◆ Gestellte Aufgabe ◆
Bring das gesamte Material Zeile für Zeile in eine Markdown-Tabelle mit den Spalten „Nr“ für die fortlaufende Nummer und „Inhalt“ für die Zeile selbst, ohne Leerzeilen. Lass die Bilder dabei weg.

◆ Vorliegende Daten ◆
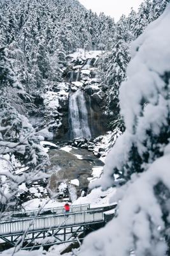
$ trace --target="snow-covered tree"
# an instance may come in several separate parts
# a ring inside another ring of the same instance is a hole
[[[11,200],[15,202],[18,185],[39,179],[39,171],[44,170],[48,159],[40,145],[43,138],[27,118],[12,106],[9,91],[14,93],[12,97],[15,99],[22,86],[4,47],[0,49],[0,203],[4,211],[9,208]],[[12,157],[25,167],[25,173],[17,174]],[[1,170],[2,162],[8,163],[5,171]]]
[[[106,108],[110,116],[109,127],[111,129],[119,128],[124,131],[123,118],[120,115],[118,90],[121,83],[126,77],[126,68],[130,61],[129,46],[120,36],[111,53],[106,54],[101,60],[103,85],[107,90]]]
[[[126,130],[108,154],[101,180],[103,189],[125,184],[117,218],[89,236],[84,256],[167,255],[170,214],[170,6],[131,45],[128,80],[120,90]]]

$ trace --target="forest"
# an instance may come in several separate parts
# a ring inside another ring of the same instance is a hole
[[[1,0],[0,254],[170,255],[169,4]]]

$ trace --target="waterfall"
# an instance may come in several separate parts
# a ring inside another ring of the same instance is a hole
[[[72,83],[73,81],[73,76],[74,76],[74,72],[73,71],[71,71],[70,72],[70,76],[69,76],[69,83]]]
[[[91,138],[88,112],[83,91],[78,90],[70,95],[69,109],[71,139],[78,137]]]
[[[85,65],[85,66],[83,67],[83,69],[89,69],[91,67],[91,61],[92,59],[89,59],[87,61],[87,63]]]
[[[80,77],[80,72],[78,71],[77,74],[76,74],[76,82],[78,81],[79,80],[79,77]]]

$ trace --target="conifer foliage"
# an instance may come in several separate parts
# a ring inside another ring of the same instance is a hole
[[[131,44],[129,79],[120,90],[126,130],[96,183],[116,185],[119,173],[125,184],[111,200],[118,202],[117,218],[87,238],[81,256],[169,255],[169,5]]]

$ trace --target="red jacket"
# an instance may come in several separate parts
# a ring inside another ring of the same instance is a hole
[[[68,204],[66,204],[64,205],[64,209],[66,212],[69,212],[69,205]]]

◆ Vollständige Antwort ◆
| Nr | Inhalt |
|---|---|
| 1 | $ trace --target="snow-covered tree" |
| 2 | # an instance may come in several separate parts |
| 3 | # a ring inside another ring of the same instance is a hole |
| 4 | [[[11,200],[15,202],[18,185],[39,179],[39,171],[44,170],[48,159],[40,145],[43,138],[27,118],[12,106],[9,91],[14,93],[12,97],[15,99],[22,86],[4,47],[0,49],[0,203],[4,211],[9,208]],[[12,157],[25,167],[25,173],[17,174]],[[1,170],[2,162],[8,163],[5,171]]] |
| 5 | [[[106,108],[110,116],[109,127],[111,129],[119,128],[124,131],[123,118],[120,115],[118,90],[121,83],[126,77],[126,68],[130,61],[129,46],[120,36],[111,53],[106,54],[101,60],[103,85],[107,90]]] |
| 6 | [[[126,130],[108,154],[101,180],[103,189],[125,184],[117,218],[89,236],[84,256],[167,255],[170,214],[170,6],[131,45],[128,80],[120,90]]] |
| 7 | $ trace --target="forest" |
| 8 | # an instance may come in several separate parts |
| 9 | # a ring inside another ring of the same instance is a hole |
| 10 | [[[1,0],[0,254],[170,255],[169,4]]] |
| 11 | $ trace --target="waterfall" |
| 12 | # an instance may come in several separate parts |
| 13 | # a ring inside another ring of the same instance is a hole |
| 14 | [[[72,83],[73,81],[73,76],[74,76],[74,72],[73,71],[71,71],[70,72],[70,76],[69,76],[69,83]]] |
| 15 | [[[91,138],[88,112],[83,91],[78,90],[70,95],[69,109],[71,139],[78,137]]] |
| 16 | [[[85,65],[85,66],[83,67],[83,69],[89,69],[91,67],[91,61],[92,59],[89,59],[87,61],[87,63]]] |
| 17 | [[[80,77],[80,72],[78,71],[77,74],[76,74],[76,82],[78,81],[79,80],[79,77]]] |
| 18 | $ trace --target="conifer foliage" |
| 19 | # an instance may come in several separate parts |
| 20 | # a ring inside another ring of the same instance is a hole |
| 21 | [[[131,44],[129,79],[120,90],[126,130],[96,183],[116,185],[119,173],[125,184],[111,200],[118,202],[117,218],[87,238],[81,256],[169,255],[169,5]]] |
| 22 | $ trace --target="red jacket" |
| 23 | # an instance may come in several separate parts |
| 24 | # a ring inside another ring of the same instance is a hole |
| 25 | [[[68,204],[66,204],[64,205],[64,209],[66,212],[69,212],[69,205]]] |